Work out how many lines in the entries below contain the string "pole". Reply with that figure alone.
----
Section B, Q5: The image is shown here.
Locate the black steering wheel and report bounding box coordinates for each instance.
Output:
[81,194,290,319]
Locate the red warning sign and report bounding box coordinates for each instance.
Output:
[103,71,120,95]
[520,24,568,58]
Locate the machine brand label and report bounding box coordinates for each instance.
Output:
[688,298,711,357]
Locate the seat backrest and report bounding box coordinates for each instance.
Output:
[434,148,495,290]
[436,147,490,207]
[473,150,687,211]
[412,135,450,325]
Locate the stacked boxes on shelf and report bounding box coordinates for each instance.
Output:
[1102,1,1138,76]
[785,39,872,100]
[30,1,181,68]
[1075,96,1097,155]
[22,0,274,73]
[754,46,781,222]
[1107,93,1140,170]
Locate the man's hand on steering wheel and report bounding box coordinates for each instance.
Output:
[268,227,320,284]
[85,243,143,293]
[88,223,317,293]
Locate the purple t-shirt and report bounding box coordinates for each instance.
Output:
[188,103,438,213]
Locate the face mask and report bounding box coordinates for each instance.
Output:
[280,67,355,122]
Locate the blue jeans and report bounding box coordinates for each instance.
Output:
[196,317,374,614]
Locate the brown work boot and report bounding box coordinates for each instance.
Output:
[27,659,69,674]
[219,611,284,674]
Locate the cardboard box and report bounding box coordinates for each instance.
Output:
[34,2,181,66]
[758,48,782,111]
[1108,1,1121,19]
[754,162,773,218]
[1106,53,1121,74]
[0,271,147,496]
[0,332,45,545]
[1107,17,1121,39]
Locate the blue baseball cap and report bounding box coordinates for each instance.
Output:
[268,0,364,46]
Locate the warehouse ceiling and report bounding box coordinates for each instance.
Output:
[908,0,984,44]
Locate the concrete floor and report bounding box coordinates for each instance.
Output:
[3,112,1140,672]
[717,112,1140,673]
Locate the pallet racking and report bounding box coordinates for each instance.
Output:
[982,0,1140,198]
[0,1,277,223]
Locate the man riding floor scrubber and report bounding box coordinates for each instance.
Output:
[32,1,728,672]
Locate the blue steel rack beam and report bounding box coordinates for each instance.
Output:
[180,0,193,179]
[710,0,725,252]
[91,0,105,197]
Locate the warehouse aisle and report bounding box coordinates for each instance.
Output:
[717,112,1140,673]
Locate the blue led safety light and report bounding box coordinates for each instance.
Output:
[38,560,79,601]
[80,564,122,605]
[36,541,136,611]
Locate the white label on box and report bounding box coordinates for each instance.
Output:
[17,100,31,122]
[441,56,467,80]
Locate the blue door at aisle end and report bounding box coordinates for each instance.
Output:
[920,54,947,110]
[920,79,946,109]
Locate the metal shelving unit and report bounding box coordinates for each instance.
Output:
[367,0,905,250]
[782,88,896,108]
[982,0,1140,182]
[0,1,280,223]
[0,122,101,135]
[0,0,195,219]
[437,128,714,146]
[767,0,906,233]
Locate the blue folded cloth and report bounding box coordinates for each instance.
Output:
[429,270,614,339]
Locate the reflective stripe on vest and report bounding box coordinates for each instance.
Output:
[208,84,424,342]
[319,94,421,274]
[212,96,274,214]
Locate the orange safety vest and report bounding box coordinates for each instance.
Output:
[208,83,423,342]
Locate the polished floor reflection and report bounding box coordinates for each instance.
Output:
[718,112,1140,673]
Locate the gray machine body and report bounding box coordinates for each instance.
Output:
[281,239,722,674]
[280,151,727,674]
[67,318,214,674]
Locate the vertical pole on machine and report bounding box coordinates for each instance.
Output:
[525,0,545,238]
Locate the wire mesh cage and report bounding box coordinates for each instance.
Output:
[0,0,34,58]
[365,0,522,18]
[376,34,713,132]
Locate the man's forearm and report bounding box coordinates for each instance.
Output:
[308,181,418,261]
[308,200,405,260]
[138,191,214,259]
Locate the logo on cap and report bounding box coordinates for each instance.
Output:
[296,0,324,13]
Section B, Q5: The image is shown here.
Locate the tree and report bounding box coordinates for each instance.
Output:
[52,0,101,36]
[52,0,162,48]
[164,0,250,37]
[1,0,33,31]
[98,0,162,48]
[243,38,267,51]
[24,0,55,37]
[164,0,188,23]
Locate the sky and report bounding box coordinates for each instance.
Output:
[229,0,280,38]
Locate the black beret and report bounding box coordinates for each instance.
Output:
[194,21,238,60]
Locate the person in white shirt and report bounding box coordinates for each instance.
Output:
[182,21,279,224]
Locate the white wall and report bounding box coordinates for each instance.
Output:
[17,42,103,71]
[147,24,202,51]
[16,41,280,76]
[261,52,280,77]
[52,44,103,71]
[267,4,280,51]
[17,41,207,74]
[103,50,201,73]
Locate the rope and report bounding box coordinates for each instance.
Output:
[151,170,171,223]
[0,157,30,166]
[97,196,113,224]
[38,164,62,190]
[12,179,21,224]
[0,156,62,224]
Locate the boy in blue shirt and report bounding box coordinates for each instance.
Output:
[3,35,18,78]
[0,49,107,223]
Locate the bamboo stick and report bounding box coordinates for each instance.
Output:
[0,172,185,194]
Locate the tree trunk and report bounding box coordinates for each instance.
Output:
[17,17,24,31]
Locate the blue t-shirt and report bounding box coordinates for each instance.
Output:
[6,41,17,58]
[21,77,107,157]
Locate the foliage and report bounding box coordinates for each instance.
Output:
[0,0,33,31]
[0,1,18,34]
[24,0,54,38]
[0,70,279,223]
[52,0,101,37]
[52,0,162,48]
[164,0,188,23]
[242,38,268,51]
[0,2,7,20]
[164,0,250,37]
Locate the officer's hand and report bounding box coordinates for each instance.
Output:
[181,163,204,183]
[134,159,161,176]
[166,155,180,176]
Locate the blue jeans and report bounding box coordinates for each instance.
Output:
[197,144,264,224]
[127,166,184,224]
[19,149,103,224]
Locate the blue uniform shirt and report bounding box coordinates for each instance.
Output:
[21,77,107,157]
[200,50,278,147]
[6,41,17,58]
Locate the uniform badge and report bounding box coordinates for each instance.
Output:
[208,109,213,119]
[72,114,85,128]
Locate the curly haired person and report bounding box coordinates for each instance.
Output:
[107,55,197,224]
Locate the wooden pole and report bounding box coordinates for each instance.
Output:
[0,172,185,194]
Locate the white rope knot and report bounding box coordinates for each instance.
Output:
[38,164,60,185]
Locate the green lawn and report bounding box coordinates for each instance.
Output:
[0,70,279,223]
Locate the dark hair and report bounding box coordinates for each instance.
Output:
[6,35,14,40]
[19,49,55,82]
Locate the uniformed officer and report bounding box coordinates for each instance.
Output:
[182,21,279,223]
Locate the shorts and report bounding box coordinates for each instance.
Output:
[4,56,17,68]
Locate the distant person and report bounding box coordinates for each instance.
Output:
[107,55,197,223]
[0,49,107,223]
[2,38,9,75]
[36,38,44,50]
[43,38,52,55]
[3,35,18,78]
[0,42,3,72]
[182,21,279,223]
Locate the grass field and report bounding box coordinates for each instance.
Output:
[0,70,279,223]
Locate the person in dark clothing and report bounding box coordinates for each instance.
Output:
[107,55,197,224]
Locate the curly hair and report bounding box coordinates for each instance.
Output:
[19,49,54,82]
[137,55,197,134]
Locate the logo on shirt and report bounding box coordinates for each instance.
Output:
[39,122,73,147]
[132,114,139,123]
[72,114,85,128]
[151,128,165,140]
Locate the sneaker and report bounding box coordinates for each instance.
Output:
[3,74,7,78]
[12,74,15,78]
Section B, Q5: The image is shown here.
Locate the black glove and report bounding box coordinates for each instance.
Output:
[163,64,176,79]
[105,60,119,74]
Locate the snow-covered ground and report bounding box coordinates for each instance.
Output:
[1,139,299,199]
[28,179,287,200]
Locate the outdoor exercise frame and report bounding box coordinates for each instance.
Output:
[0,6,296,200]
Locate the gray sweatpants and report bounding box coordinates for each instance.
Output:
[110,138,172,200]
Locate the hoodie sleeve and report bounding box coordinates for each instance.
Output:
----
• [SOLVED PROBLEM]: 2